## PAGE TEXT
......

Company Announcements

Italian Disposal, GM Notice and Directorate Change

Source: RNS
RNS Number : 2859U
Coro Energy PLC
27 March 2023
 

27 March 2023

Coro Energy Plc

("Coro" or the "Company")

 

Italian Disposal, Notice of General Meeting and Directorate Change

 

Coro Energy Plc, the Southeast Asian energy company with a natural gas and clean energy portfolio is pleased to announce that the Company has now signed the Sale and Purchase Agreement ("SPA") for the disposal of its Italian natural gas assets (the "Italian Portfolio") to Zodiac Energy plc ("Zodiac" or the "buyer") by way of the sale of the entire issued share capital of Coro Europe Limited. Zodiac Energy plc is a UK based holding company for an Italian subsidiary company Pengas Italiana Srl, which extracts crude petroleum and natural gas in Italy.

 

The disposal is fully in line with the Company's strategic objectives, enabling Coro to focus exclusively on Southeast Asia where demand for energy and the opportunity for material expansion remain very strong.

 

Highlights:

 

-     SPA signed for a total consideration of up to EUR 7.5M, including contingent payments of up to an aggregate of EUR 1.5M through a 10% net profit interest ("NPI") in the Italian Portfolio over the three years from the date of completion of any disposal of the Italian Portfolio.

 

-     An initial cash payment of EUR 1.5M will be made by Zodiac within 7 business days of signing the SPA.


-     The proposed disposal of the Italian Portfolio under the SPA will be subject to Coro shareholder approval pursuant to Rule 15 of the AIM Rules for Companies and regulatory approval in Italy.

 

A circular containing detailed information about the disposal of the Italian Portfolio will shortly be published and available from the Company's website at www.coroenergyplc.com.

 

Background to and reasons for the disposal

 

Following structural increases in global gas prices in 2022, the Company relaunched its Italian gas asset portfolio (the "Italian Portfolio") earlier in that year. The Italian Portfolio has since delivered significant free cash flows for the Coro Group. The previously reported 2022 unaudited revenues of the Italian Portfolio were EUR 6.0 m and is expected to be profitable once Coro's audited accounts are published. The reported loss in 2021 was US$1.5 m. Current production is around 24,000 scm/day (2022: 13,979 scm/day) with an average realised gas prices of around EUR 0.65/scm to the end of February 2023 compared to an average realised price in 2022 of EUR 1.17/scm.    

 

However, the Company remains primarily focused on Southeast Asia and the significant growth and investment opportunities the region provides. In expectation of near term and long awaited developments on the Duyung PSC and the Company's renewable portfolio in Southeast Asia and with a view to capturing the value inherent in the Italian Portfolio following gas price rises, the SPA was concluded with Zodiac, with the consideration then being available to deploy in line with the stated strategy.

 

The funds received will therefore be used to meet Duyung PSC expenditure; potential further solar projects in Vietnam (of which a likely acquisition was announced on 25th November 2022); to continue to progress Philippines solar and wind projects to achieve ready to build status; and for working capital whilst being mindful that the Eurobond due date is in April 2024.

......

## LISTING
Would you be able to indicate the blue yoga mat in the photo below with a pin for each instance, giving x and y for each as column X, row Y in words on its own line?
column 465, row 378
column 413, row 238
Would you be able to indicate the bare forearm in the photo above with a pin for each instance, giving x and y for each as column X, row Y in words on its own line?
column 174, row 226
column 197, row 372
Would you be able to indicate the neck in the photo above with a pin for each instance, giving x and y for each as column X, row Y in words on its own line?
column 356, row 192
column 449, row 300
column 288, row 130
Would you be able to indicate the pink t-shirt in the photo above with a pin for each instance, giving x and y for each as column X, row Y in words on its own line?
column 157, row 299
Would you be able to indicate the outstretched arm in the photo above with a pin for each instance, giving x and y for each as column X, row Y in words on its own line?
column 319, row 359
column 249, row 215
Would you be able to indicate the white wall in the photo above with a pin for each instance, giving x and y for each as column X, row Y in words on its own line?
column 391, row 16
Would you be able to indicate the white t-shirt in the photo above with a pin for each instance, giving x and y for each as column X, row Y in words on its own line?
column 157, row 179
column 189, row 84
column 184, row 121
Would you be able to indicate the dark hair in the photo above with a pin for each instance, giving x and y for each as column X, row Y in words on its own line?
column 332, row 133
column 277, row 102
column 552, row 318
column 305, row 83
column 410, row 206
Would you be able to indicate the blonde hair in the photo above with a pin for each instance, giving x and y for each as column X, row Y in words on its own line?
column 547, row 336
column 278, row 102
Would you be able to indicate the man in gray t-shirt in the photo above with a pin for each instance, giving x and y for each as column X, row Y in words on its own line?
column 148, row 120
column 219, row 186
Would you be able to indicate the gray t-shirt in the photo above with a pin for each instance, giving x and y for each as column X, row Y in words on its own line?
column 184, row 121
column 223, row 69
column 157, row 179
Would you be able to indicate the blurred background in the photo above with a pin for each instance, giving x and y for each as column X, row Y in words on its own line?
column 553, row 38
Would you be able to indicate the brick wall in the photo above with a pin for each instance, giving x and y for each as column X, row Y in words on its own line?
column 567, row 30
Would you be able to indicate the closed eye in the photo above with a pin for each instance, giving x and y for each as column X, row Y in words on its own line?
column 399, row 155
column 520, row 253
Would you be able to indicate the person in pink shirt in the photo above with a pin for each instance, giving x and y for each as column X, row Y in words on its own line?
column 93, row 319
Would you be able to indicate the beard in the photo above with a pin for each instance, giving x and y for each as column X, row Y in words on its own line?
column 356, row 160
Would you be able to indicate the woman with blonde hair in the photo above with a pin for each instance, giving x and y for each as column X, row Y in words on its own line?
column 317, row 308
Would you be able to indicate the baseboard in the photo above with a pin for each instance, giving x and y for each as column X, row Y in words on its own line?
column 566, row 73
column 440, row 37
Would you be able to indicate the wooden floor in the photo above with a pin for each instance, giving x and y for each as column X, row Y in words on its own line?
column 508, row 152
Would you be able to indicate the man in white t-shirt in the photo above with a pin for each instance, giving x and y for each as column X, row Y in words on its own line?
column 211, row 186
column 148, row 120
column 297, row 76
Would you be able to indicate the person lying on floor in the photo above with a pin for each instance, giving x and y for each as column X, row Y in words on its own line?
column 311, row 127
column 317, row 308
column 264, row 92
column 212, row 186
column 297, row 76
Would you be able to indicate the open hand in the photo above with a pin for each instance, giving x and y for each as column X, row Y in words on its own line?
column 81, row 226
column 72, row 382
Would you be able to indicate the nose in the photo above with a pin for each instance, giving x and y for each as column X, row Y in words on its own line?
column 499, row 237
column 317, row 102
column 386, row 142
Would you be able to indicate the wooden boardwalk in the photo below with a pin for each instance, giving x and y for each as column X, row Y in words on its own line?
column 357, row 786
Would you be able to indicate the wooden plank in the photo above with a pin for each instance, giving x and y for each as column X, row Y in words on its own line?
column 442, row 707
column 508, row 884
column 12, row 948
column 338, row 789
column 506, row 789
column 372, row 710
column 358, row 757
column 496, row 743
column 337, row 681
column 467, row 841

......

## EXERCISE 1
Summarize the Coro Energy announcement in two sentences.
## EXERCISE 2
Please copy the stretch of the Coro Energy announcement from "-     SPA signed" through "signing the SPA." word for word.

## RIGHT ANSWER 1
Coro Energy Plc has signed a Sale and Purchase Agreement to sell its Italian natural gas assets to Zodiac Energy plc for up to EUR 7.5M, with an initial cash payment of EUR 1.5M and completion subject to shareholder and Italian regulatory approval. The disposal lets the Company focus on Southeast Asia, and the funds will go to Duyung PSC expenditure, solar projects in Vietnam, solar and wind projects in the Philippines, and working capital.

## RIGHT ANSWER 2
-     SPA signed for a total consideration of up to EUR 7.5M, including contingent payments of up to an aggregate of EUR 1.5M through a 10% net profit interest ("NPI") in the Italian Portfolio over the three years from the date of completion of any disposal of the Italian Portfolio.

 

-     An initial cash payment of EUR 1.5M will be made by Zodiac within 7 business days of signing the SPA.